All that is needed is the line in the material below containing "As a warehouse robot's perception module, locate woman", plus every line after it, printed exactly.

Raw data:
-- -- --
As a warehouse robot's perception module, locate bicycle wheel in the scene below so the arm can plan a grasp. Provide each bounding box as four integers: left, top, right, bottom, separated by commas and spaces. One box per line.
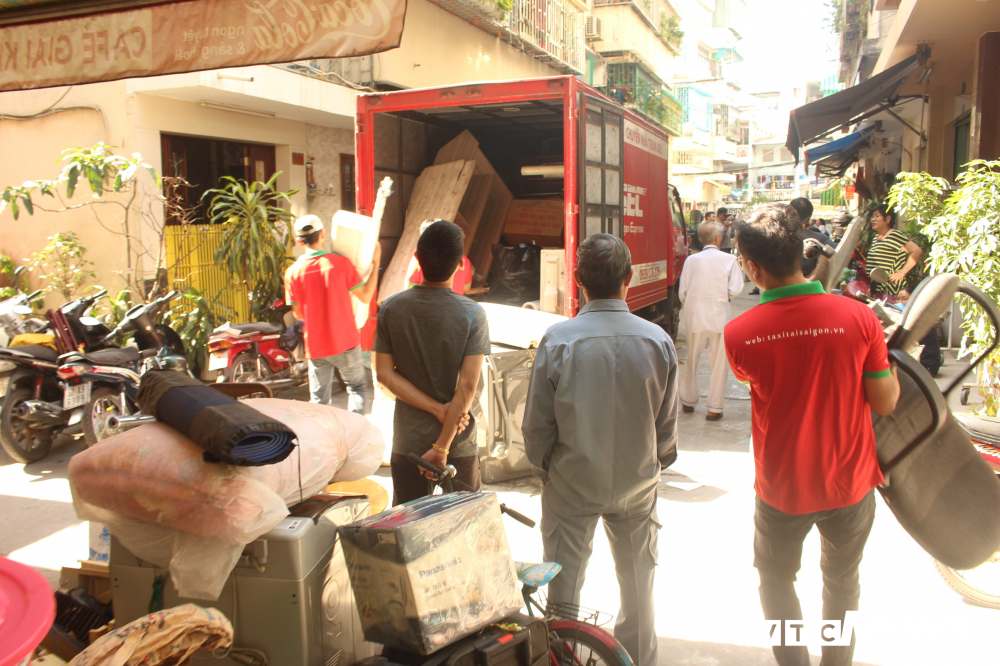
549, 621, 634, 666
934, 556, 1000, 609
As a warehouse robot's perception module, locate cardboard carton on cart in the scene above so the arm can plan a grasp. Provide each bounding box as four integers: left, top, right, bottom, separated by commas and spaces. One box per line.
340, 492, 522, 655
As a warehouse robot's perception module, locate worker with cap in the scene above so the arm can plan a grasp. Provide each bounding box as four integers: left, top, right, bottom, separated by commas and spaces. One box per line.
284, 215, 381, 413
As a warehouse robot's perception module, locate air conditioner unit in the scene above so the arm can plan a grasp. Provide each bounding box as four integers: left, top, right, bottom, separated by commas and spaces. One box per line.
585, 14, 602, 41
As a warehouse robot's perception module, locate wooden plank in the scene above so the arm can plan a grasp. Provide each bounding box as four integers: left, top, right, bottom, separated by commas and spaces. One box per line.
468, 174, 514, 284
378, 160, 476, 303
458, 174, 492, 254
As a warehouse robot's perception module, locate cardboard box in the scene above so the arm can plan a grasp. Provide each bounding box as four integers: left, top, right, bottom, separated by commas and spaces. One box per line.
503, 199, 564, 247
60, 561, 112, 605
341, 492, 521, 655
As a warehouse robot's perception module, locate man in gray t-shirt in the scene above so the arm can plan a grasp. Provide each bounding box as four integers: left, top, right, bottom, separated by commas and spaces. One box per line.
375, 220, 491, 505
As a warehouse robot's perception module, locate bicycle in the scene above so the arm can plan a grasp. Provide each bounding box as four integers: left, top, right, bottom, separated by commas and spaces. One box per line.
404, 453, 635, 666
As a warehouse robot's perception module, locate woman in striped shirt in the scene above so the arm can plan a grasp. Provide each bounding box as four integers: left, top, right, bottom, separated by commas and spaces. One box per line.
867, 204, 923, 299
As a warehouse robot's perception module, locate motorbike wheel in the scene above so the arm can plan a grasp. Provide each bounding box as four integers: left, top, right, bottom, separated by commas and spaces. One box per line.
934, 556, 1000, 609
82, 386, 126, 447
0, 387, 54, 463
225, 351, 272, 383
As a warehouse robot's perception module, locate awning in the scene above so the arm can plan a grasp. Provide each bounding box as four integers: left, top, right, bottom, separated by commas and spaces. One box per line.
0, 0, 407, 92
786, 54, 921, 161
805, 127, 876, 177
-- -- --
Task answer:
As a warehouse robot's perception module, locate woman in striped shirt in the scene above so the arm can plan a grasp. Provide each bounding box as four integers: left, top, right, bottom, separated by commas and spaces. One box per line.
867, 204, 923, 299
As a warehouse robot's perception module, locate motorbike wheel in the scene above so the arm can plan a grasp. Provide each bounding box as four integers: left, top, right, bottom, separated by commas and spaces. One box per line.
934, 556, 1000, 609
82, 386, 126, 447
0, 387, 54, 463
225, 351, 272, 383
As a warehouse robot's perception module, locate awning in the scene above so the arm can plan a grasp. Provide each bounding box as four integers: left, top, right, bottom, separated by commas and spaces. One box per line.
0, 0, 407, 92
786, 54, 921, 161
805, 127, 876, 177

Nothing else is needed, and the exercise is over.